#### Entries for labeling locations in images:
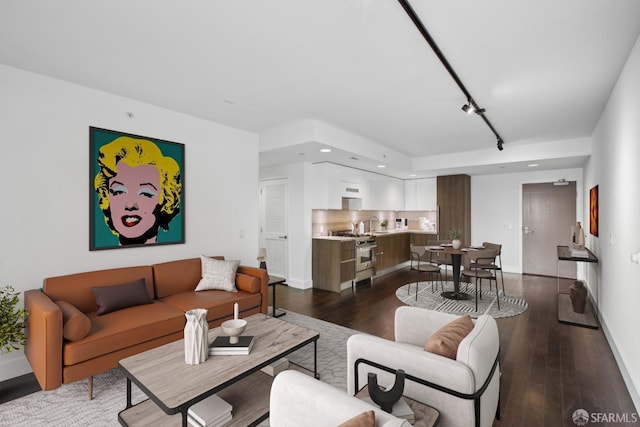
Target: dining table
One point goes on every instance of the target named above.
(456, 261)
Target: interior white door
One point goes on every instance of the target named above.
(274, 203)
(548, 212)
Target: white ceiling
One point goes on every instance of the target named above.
(355, 73)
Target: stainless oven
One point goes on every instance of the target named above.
(365, 258)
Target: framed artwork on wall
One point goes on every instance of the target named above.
(136, 190)
(593, 211)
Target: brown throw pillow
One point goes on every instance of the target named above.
(116, 297)
(247, 283)
(366, 419)
(76, 325)
(445, 341)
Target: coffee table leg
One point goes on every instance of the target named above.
(128, 393)
(315, 360)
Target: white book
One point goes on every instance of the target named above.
(209, 410)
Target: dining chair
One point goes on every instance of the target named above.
(495, 266)
(423, 264)
(479, 269)
(442, 258)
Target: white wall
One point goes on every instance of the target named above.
(44, 182)
(614, 167)
(496, 209)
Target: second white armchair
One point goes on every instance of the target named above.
(466, 391)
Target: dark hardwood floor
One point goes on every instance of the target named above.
(549, 369)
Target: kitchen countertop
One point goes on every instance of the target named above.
(376, 233)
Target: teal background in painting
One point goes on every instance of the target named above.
(103, 238)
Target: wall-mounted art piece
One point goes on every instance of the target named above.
(136, 190)
(593, 211)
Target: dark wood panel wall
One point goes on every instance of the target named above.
(454, 202)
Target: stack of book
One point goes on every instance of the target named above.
(221, 346)
(276, 367)
(210, 412)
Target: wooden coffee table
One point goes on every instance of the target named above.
(173, 386)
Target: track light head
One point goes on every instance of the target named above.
(470, 107)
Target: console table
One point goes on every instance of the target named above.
(565, 309)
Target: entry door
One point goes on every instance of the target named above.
(548, 212)
(274, 203)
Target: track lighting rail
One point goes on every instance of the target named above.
(472, 105)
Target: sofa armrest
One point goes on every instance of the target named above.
(264, 283)
(44, 338)
(412, 359)
(300, 400)
(414, 325)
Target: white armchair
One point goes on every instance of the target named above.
(465, 391)
(300, 400)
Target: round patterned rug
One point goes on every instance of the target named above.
(509, 305)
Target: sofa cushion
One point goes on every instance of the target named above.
(247, 283)
(218, 274)
(174, 277)
(116, 297)
(76, 288)
(122, 329)
(366, 419)
(75, 324)
(218, 303)
(445, 341)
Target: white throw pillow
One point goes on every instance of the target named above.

#### Written request:
Reproduce every one of the lines above word for word, but leave the pictures out.

#### Output for this task:
Target: dining table
One point goes on every instance of the target named above.
(456, 261)
Target: interior white door
One point goes on every instance of the target named above.
(274, 203)
(548, 212)
Target: white ceiling
One point goes on every instance of the target named above.
(355, 73)
Target: stainless oven
One point goes on every instance of the target named above.
(365, 258)
Target: framed artwork on wall
One point goes on every instance of the target named above.
(136, 190)
(593, 211)
Target: brown throw pillow
One point goes on every instance of the target named above.
(116, 297)
(247, 283)
(366, 419)
(76, 325)
(445, 341)
Target: coffee table leg
One point goes on every instance of the target named above.
(128, 393)
(315, 360)
Target: white book
One point goes on every instance of the target named above.
(209, 410)
Target: dining chair
One point goes on every instance of the target named above.
(495, 266)
(423, 264)
(479, 269)
(442, 258)
Target: white wall
One point goes on every instance of the target named above.
(44, 182)
(614, 167)
(496, 209)
Target: second white armchair
One point goes on every instance of the target named above.
(466, 391)
Target: dark hardwood floor
One point goes on every instance of the target named above.
(549, 369)
Target: kitchen countertop
One point goes on every instance of the target named above.
(376, 233)
Target: teal background in painting
One point goes on every instance of the target named above.
(103, 238)
Target: wall-mounted art piece
One point goes on every instance of the target named above.
(136, 190)
(593, 211)
Target: dark wood panel wall
One point goes on every instance of the target named above.
(454, 202)
Target: stack of book
One point goes on every instance of the target named above.
(221, 346)
(276, 367)
(210, 412)
Target: wooden coffee table
One point goes on every instance of the target named above.
(173, 386)
Target: track light head
One point goes on every instance of the target named above.
(470, 107)
Target: console table
One point goes on every instance of the target named above.
(565, 309)
Target: entry door
One point goes on every instance of the target named above.
(548, 212)
(274, 203)
Target: track lighting rail
One point goes on every instance of the target named above.
(472, 105)
Target: sofa armrest
One point goes on every instance of the target named above.
(264, 283)
(44, 338)
(412, 359)
(300, 400)
(414, 325)
Target: white armchair
One point goes on every instance of the target named above.
(465, 391)
(300, 400)
Target: round patterned rug
One point goes on every instance of the target named above.
(509, 305)
Target: sofa cushion
One point goes on every instance of the target named above.
(247, 283)
(218, 274)
(174, 277)
(116, 297)
(76, 288)
(122, 329)
(366, 419)
(75, 324)
(218, 303)
(445, 341)
Target: white throw pillow
One point goes on every instance of the target named above.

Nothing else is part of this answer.